* START Material shown *

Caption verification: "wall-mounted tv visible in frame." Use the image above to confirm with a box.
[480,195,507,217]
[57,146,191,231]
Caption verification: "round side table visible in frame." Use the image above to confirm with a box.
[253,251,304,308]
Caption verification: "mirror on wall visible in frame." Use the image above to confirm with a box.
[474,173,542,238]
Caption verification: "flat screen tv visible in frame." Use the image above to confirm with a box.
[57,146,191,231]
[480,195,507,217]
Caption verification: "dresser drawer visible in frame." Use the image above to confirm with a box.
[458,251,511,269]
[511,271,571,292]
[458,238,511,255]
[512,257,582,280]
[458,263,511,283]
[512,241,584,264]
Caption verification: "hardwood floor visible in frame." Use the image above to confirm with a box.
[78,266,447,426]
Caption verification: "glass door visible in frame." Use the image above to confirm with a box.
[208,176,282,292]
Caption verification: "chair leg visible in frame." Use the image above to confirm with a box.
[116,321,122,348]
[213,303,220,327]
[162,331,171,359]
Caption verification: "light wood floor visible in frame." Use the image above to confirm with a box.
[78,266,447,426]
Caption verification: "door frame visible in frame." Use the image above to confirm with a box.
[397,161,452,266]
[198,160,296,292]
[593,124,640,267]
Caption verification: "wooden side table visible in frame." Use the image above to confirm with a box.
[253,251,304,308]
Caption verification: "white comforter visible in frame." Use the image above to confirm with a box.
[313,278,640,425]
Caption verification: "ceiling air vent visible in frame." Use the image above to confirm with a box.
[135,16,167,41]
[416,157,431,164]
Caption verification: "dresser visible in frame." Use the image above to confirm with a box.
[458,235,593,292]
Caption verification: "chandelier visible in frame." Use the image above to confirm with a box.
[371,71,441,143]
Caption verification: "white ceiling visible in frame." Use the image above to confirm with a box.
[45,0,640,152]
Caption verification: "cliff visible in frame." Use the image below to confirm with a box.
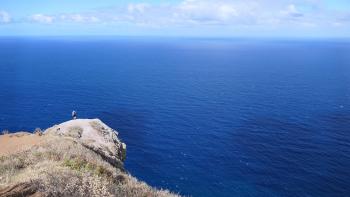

* END Material shown *

(Task objective):
Please quote every one of the records above word for word, leaving the pictures out of your answer.

(The solution):
Caption verification: "wall-mounted tv visible in frame." Use the image above to confirm with a box.
[480,195,507,217]
[57,146,191,231]
Caption verification: "round side table visible in frame." Use the image above to confirm with a box.
[253,251,304,308]
Caption verification: "mirror on wall visible in frame." Use the image above to confirm with a box.
[474,173,542,238]
Caption verification: "flat screen tv visible in frame." Use the image above to confirm with a box.
[57,146,191,231]
[480,195,507,217]
Caption verification: "dresser drawer visible in frame." Use the image above to confirm with a box.
[458,251,511,269]
[511,271,571,292]
[458,238,511,255]
[512,257,582,280]
[458,263,511,283]
[512,241,584,264]
Caption verification: "hardwood floor visible in frame." Use the image above to confirm with a box.
[78,266,447,426]
Caption verification: "glass door visible in frame." Use the image above to confirm with a box.
[208,176,282,292]
Caption verification: "chair leg visible in frame." Use the image above to confirm with a box.
[116,321,122,348]
[213,303,220,327]
[162,331,171,359]
Caption verification: "light wood floor visible in frame." Use the image above to confirm with a box.
[78,266,447,426]
Caption verification: "door frame visible in frame." Use the image above to confirm with a box.
[397,161,452,266]
[198,160,296,292]
[593,124,640,267]
Caption verification: "wooden side table visible in frame." Use the image above to confirm with a box.
[253,251,304,308]
Caption verification: "white comforter visible in frame." Use the image above to confirm with a box.
[313,278,640,425]
Caption verification: "ceiling air vent visible in frame." Use the image above to confirm with a box.
[135,16,167,41]
[416,157,431,164]
Caption verification: "dresser visible in frame." Use the image above to confirm with a box.
[458,235,593,292]
Caption verification: "chandelier visible in frame." Use the image above to confirm with a box.
[371,71,441,143]
Caption verification: "white ceiling visible in frame." Use the image above to confirm with a box.
[45,0,640,152]
Caption verification: "cliff visible in frame." Use the image below to confirm with a box.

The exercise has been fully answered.